• [WHAT YOU ARE ASKED TO DO] Starting with the line containing "# provide a point for each instance of the raised" and going on through the line containing "# provide a point for each instance of the goalkeeper in", return the lines of the data below exactly, and only those.

·····

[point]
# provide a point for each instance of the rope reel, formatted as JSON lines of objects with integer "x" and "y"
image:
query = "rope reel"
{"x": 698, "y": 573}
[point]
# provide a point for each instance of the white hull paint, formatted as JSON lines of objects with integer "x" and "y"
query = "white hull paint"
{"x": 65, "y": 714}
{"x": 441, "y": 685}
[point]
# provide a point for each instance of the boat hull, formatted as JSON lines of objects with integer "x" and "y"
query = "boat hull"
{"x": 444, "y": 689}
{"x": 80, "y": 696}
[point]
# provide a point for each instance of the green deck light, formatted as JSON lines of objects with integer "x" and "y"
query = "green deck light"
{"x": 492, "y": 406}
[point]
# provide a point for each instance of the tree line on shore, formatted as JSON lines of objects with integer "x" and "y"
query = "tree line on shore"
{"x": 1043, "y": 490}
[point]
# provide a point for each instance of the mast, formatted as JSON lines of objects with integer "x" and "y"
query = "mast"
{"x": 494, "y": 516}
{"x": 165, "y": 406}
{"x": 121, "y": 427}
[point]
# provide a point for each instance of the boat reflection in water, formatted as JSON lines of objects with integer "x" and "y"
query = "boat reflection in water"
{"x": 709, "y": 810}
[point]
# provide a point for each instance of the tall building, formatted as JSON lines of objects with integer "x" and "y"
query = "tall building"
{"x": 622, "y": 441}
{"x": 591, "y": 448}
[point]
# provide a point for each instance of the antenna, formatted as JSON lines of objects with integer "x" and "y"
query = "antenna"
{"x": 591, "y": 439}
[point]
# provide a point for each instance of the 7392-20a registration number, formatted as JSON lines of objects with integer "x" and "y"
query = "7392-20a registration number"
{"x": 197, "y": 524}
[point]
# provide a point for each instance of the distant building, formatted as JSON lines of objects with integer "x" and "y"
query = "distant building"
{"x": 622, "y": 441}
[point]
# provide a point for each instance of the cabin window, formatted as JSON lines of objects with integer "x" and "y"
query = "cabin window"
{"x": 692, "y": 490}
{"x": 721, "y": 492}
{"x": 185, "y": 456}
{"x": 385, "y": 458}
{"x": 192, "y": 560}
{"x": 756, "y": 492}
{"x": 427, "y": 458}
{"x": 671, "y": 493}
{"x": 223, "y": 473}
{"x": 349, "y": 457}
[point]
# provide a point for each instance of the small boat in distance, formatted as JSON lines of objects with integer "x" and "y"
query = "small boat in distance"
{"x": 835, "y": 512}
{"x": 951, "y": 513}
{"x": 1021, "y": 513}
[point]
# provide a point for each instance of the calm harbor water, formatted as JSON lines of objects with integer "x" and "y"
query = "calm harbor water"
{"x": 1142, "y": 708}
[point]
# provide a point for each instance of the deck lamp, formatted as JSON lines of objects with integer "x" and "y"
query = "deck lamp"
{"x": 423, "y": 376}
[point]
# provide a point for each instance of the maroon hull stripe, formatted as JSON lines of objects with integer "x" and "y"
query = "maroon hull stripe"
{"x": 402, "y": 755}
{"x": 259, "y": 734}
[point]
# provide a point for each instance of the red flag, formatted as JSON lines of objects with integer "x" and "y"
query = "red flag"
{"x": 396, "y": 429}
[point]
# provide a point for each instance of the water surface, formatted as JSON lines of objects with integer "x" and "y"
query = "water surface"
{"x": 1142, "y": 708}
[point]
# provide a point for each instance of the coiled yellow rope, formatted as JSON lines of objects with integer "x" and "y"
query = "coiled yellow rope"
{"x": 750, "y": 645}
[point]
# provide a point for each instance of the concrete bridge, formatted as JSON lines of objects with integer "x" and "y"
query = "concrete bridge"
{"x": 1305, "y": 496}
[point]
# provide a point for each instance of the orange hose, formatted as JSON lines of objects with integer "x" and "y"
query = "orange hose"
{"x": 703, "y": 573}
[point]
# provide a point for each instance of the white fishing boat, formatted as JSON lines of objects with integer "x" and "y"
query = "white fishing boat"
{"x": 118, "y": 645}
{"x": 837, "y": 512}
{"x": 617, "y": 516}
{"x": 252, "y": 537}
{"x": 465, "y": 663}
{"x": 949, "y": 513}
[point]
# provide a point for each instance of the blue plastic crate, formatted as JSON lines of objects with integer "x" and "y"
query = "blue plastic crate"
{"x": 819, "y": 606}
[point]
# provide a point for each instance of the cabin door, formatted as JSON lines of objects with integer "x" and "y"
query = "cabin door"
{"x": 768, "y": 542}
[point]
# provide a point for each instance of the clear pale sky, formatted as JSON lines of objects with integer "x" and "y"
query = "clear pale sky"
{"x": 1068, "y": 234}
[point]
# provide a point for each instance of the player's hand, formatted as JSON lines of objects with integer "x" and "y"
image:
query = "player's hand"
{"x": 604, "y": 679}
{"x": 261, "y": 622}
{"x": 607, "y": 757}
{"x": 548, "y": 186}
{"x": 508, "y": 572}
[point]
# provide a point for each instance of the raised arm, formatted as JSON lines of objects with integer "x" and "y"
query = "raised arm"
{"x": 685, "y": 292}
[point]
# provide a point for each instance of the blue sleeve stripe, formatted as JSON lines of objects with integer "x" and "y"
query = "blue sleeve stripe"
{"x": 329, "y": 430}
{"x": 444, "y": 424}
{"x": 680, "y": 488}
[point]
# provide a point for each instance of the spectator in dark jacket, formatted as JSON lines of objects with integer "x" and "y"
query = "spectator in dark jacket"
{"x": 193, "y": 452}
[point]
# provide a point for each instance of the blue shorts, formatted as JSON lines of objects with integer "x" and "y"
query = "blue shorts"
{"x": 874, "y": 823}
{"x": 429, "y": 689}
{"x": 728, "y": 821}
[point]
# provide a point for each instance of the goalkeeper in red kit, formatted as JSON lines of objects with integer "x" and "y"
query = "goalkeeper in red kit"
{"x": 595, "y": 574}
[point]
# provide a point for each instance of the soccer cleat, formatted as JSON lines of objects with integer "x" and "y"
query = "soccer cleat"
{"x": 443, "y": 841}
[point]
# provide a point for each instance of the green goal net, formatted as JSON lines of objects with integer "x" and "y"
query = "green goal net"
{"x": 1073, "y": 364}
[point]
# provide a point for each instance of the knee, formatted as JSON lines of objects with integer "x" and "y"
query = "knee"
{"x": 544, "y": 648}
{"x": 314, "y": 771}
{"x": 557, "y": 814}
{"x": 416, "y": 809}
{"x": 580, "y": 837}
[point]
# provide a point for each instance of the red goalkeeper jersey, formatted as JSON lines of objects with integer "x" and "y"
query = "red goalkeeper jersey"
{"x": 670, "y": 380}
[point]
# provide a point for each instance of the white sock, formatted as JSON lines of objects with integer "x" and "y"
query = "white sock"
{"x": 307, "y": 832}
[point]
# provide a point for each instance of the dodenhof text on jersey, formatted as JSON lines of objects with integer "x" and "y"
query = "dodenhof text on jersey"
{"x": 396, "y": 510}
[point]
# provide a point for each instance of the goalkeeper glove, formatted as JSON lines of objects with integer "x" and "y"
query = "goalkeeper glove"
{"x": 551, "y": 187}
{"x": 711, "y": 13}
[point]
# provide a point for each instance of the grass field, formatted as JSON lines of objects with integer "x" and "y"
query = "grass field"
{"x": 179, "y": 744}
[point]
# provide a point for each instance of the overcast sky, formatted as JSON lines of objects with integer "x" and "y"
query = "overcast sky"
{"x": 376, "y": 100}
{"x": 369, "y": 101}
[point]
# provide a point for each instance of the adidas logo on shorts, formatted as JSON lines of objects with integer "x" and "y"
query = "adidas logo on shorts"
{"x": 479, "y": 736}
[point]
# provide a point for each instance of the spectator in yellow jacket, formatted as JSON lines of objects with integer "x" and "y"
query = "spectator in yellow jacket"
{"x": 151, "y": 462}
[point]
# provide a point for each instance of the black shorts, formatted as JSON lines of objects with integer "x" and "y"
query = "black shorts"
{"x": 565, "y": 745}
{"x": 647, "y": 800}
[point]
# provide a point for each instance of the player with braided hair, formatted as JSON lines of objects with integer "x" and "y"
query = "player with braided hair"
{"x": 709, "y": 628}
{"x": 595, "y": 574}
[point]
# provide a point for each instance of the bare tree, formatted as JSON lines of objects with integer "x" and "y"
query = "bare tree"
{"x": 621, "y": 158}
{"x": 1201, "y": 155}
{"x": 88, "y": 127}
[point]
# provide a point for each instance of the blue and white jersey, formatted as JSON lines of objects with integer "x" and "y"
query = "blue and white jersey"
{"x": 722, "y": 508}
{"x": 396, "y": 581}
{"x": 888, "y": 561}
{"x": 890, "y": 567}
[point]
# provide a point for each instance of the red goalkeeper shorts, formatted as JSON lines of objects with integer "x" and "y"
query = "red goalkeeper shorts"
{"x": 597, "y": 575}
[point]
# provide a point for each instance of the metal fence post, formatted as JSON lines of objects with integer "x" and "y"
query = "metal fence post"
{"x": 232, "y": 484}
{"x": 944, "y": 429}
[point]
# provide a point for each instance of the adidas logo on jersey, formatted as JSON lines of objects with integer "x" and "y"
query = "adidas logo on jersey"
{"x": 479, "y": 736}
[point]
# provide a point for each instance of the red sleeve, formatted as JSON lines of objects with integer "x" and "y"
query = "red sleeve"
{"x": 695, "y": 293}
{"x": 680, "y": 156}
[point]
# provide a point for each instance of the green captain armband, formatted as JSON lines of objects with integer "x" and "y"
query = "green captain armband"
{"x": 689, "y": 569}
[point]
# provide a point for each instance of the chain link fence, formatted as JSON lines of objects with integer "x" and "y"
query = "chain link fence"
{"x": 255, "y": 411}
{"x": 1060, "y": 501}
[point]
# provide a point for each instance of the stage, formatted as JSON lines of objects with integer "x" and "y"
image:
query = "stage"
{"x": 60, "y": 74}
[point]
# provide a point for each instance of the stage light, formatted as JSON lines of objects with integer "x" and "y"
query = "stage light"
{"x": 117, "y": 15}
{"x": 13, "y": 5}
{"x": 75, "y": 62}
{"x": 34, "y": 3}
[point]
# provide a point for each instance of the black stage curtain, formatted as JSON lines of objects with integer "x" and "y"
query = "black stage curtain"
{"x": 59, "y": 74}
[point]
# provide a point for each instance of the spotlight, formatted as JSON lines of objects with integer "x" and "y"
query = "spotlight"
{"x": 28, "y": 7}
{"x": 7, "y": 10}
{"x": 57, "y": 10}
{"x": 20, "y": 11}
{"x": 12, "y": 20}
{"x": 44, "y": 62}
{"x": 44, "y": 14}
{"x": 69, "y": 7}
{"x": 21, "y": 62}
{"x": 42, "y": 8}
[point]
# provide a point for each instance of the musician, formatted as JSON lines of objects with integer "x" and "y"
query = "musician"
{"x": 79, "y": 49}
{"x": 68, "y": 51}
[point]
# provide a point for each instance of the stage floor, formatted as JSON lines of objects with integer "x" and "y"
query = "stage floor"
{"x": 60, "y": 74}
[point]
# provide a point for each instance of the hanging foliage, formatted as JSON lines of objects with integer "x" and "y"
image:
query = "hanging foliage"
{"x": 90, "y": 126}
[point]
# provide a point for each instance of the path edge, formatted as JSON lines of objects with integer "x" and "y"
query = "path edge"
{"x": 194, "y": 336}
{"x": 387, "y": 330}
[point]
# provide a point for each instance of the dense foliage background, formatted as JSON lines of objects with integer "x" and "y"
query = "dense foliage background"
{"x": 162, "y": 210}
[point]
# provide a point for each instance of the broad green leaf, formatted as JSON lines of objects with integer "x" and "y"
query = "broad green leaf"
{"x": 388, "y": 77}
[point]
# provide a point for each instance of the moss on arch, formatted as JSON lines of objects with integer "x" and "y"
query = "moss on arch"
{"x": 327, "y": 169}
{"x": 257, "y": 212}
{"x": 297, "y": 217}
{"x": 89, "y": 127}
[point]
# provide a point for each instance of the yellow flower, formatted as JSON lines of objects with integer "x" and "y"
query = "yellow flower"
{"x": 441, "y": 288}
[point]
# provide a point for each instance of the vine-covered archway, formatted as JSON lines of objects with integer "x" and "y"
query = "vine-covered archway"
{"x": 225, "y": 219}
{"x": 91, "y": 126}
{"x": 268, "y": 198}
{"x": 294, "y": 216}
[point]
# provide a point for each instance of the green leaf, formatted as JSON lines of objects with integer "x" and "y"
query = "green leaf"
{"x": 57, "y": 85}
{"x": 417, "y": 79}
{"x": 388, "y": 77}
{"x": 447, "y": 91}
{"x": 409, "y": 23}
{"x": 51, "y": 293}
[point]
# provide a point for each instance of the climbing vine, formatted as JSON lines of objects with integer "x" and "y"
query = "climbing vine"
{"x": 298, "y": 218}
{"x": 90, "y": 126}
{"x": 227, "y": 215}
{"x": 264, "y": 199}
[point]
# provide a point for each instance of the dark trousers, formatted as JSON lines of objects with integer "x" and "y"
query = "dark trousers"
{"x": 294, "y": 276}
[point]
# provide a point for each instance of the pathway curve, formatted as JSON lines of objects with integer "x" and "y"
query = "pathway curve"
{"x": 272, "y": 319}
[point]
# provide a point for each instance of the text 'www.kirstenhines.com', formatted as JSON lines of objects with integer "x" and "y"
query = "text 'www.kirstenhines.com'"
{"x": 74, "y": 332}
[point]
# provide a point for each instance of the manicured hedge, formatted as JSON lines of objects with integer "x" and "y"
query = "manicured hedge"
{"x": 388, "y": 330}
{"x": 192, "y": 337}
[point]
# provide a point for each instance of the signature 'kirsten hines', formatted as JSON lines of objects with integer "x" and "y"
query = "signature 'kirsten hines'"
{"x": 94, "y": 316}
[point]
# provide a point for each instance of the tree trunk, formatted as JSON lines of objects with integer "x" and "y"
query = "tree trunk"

·····

• [ANSWER TO THE EXERCISE]
# provide a point for each instance of the raised arm, formatted as JSON lines of objects with integer "x" and "y"
query = "raised arm"
{"x": 685, "y": 292}
[point]
# provide a point for each instance of the blue sleeve stripe, formatted as JSON lines of objects with integer "x" and "y"
query = "blue sleeve stripe"
{"x": 329, "y": 430}
{"x": 444, "y": 424}
{"x": 680, "y": 488}
[point]
# provide a point for each instance of the spectator in dark jacket, formatted as JSON lines of objects with integer "x" and "y"
query = "spectator in dark jacket"
{"x": 193, "y": 452}
[point]
# provide a point for each instance of the blue shorts, formatted as JSON lines of objects with integer "x" and "y"
query = "blue shorts"
{"x": 874, "y": 823}
{"x": 429, "y": 689}
{"x": 728, "y": 821}
[point]
# provide a point for each instance of the goalkeeper in red kit, formatted as JSON lines of objects with integer "x" and "y"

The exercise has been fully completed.